** Begin Data section **
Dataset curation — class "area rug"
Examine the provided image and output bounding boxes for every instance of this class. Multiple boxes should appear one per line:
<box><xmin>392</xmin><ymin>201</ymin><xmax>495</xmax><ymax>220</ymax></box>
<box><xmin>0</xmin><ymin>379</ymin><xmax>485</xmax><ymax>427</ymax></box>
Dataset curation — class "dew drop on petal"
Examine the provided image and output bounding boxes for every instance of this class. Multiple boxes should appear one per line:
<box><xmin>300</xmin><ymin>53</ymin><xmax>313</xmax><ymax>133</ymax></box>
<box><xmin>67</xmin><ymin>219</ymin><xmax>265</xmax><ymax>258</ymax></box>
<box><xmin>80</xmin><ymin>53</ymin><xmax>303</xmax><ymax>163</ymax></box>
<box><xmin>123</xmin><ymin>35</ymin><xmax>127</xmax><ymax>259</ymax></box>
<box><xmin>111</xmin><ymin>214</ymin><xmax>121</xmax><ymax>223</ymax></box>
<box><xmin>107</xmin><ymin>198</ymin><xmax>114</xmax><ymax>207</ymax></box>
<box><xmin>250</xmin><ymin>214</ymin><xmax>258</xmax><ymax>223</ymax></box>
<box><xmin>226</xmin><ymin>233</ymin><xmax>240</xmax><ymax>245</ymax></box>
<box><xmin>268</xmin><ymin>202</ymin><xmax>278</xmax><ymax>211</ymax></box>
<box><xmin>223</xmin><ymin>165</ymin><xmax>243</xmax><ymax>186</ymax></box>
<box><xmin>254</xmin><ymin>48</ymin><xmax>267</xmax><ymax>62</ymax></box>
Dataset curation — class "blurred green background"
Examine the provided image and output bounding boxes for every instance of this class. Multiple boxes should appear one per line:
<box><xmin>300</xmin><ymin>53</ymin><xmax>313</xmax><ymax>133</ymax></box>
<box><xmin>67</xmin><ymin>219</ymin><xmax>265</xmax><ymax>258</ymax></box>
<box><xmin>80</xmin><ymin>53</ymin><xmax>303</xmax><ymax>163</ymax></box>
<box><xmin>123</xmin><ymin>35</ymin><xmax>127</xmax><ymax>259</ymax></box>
** End Data section **
## Brief
Rewrite every row above in full, requests included, and shift each coordinate in the answer boxes by -23. Leave the request text and its sample boxes unchanged.

## Task result
Dataset curation — class "area rug"
Examine the provided image and output bounding boxes for every instance of this class. Multiple boxes should appear one per line:
<box><xmin>392</xmin><ymin>201</ymin><xmax>495</xmax><ymax>220</ymax></box>
<box><xmin>-23</xmin><ymin>356</ymin><xmax>462</xmax><ymax>404</ymax></box>
Dataset curation — class "dew drop on petal"
Examine the provided image and output bounding boxes for every instance of this class. Multiple boxes should appear one per line:
<box><xmin>300</xmin><ymin>53</ymin><xmax>313</xmax><ymax>133</ymax></box>
<box><xmin>67</xmin><ymin>219</ymin><xmax>265</xmax><ymax>258</ymax></box>
<box><xmin>80</xmin><ymin>53</ymin><xmax>303</xmax><ymax>163</ymax></box>
<box><xmin>123</xmin><ymin>35</ymin><xmax>127</xmax><ymax>259</ymax></box>
<box><xmin>88</xmin><ymin>191</ymin><xmax>98</xmax><ymax>200</ymax></box>
<box><xmin>84</xmin><ymin>175</ymin><xmax>91</xmax><ymax>184</ymax></box>
<box><xmin>227</xmin><ymin>191</ymin><xmax>235</xmax><ymax>200</ymax></box>
<box><xmin>203</xmin><ymin>210</ymin><xmax>217</xmax><ymax>222</ymax></box>
<box><xmin>245</xmin><ymin>179</ymin><xmax>255</xmax><ymax>188</ymax></box>
<box><xmin>200</xmin><ymin>142</ymin><xmax>220</xmax><ymax>163</ymax></box>
<box><xmin>231</xmin><ymin>25</ymin><xmax>244</xmax><ymax>39</ymax></box>
Dataset curation — class "blurred green background"
Examine the provided image and output bounding boxes for every instance of this class. Multiple boxes should appear one per line:
<box><xmin>300</xmin><ymin>53</ymin><xmax>313</xmax><ymax>133</ymax></box>
<box><xmin>67</xmin><ymin>219</ymin><xmax>265</xmax><ymax>258</ymax></box>
<box><xmin>80</xmin><ymin>53</ymin><xmax>303</xmax><ymax>163</ymax></box>
<box><xmin>123</xmin><ymin>35</ymin><xmax>127</xmax><ymax>259</ymax></box>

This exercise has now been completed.